---- Source document
Violet starts a relationship with Winton but often reminisces about Tom. He wishes her a happy birthday via email, including a video of Ming's ridiculous experiment on his friend Tarquin. Violet calls Tom, who has returned to San Francisco, working as a sous-chef under Alex and dating the hostess, Audrey. Their friendly-but-awkward conversation takes a turn as they argue over Violet's stale donuts experiment as a metaphor for their relationship, and both end the call upset.

Realizing Tom's unhappiness, Alex fires him out of love, telling him that he is the better chef and should open his own establishment. So, Tom launches a popular taco truck.

Violet receives an assistant professorship but learns she was hired because she is dating Winton, and breaks up with him. After lunch with his parents, Tom decides to win Violet back and breaks up with Audrey. He surprises Violet at her grandmother's funeral in England, and they agree to spend the remainder of the summer together in San Francisco, rekindling their relationship while sharing an apartment and working in the taco truck.

Driving Violet to the airport, Tom offers to take his truck to Michigan and continue their relationship. Violet proposes to Tom at the side of the road, just as he did five years before, and Tom produces the ring he originally gave her, explaining that he was planning to re-propose at the airport.
--------
---- Given records
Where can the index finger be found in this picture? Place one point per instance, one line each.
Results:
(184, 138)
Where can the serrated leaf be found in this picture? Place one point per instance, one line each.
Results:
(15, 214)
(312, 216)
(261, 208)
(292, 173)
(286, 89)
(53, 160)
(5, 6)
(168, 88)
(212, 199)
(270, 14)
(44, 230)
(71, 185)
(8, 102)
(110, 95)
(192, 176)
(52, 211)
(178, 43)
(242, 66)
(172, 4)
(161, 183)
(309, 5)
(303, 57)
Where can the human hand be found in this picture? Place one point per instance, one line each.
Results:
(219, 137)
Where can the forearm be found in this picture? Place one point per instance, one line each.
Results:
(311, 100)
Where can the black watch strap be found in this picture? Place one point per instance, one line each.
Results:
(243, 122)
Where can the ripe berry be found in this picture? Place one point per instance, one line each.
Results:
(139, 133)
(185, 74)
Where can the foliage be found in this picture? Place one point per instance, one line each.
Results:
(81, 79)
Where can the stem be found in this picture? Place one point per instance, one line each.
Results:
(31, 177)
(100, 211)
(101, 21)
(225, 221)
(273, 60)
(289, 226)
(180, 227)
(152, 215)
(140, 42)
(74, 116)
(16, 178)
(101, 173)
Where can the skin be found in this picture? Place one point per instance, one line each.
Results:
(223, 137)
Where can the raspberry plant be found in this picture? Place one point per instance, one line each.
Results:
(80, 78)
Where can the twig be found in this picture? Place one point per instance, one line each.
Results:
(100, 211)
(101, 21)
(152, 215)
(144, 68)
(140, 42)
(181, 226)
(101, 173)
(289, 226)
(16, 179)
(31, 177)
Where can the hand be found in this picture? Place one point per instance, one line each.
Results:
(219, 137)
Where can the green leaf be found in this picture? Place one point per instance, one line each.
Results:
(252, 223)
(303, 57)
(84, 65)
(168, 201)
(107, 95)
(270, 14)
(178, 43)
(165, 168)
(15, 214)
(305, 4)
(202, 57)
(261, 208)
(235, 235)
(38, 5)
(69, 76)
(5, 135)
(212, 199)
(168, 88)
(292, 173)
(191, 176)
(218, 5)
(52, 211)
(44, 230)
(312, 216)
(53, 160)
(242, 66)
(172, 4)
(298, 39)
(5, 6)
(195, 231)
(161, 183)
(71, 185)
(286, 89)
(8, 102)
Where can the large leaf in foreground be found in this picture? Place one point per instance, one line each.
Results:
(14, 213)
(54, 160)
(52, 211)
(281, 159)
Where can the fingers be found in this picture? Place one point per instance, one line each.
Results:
--------
*Requests*.
1: Recast the listing as a numbered list, starting at the line with "Where can the stem" and running through the end of the listing, both ends included and blank lines left out.
2: Carry on the plot summary about Violet and Tom from where it stops.
The text and the listing have nothing to do with each other.

*Set of answers*.
1:
1. Where can the stem be found in this picture? Place one point per instance, one line each.
2. Results:
3. (31, 177)
4. (100, 211)
5. (101, 21)
6. (225, 221)
7. (273, 60)
8. (289, 226)
9. (180, 227)
10. (152, 215)
11. (140, 42)
12. (74, 116)
13. (16, 178)
14. (101, 173)
15. Where can the skin be found in this picture? Place one point per instance, one line each.
16. Results:
17. (223, 137)
18. Where can the raspberry plant be found in this picture? Place one point per instance, one line each.
19. Results:
20. (80, 78)
21. Where can the twig be found in this picture? Place one point per instance, one line each.
22. Results:
23. (100, 211)
24. (101, 21)
25. (152, 215)
26. (144, 68)
27. (140, 42)
28. (181, 226)
29. (101, 173)
30. (289, 226)
31. (16, 179)
32. (31, 177)
33. Where can the hand be found in this picture? Place one point per instance, one line each.
34. Results:
35. (219, 137)
36. Where can the green leaf be found in this picture? Place one point per instance, one line each.
37. Results:
38. (252, 223)
39. (303, 57)
40. (84, 65)
41. (168, 201)
42. (107, 95)
43. (270, 14)
44. (178, 43)
45. (165, 168)
46. (15, 214)
47. (305, 4)
48. (202, 57)
49. (261, 208)
50. (235, 235)
51. (38, 5)
52. (69, 76)
53. (5, 135)
54. (212, 199)
55. (168, 88)
56. (292, 173)
57. (191, 176)
58. (218, 5)
59. (52, 211)
60. (44, 230)
61. (312, 216)
62. (53, 160)
63. (242, 66)
64. (172, 4)
65. (298, 39)
66. (5, 6)
67. (195, 231)
68. (161, 183)
69. (71, 185)
70. (286, 89)
71. (8, 102)
72. Where can the large leaf in foreground be found in this picture? Place one point per instance, one line each.
73. Results:
74. (14, 213)
75. (54, 160)
76. (52, 211)
77. (281, 159)
78. Where can the fingers be found in this picture? Place one point per instance, one line each.
79. Results:

2:
They head to Alamo Square, where Violet has organized their family and friends for an impromptu wedding. Tom chooses between Violet's various options for the officiant, clothing, and music, and they finally marry.

Tom and Violet share their first kiss as a married couple, and the film flashes back to their first kiss when they first met at a New Year's Eve party. Alex and Suzie sing "Cucurrucucú paloma" on a carriage ride with the newlyweds.

==Cast==

In addition, Randall Park portrays Ming, while Dakota Johnson appears as Audrey.

==Production==
Parts of the movie take place in Ann Arbor, Michigan, and scenes were filmed there and in nearby Ypsilanti in June 2011.

==Music==

The Five Year Engagement: Music From The Motion Picture is the soundtrack of the film. It was released on April 17, 2012, with Michael Andrews as composer and Jonathan Karp as Music Supervisor.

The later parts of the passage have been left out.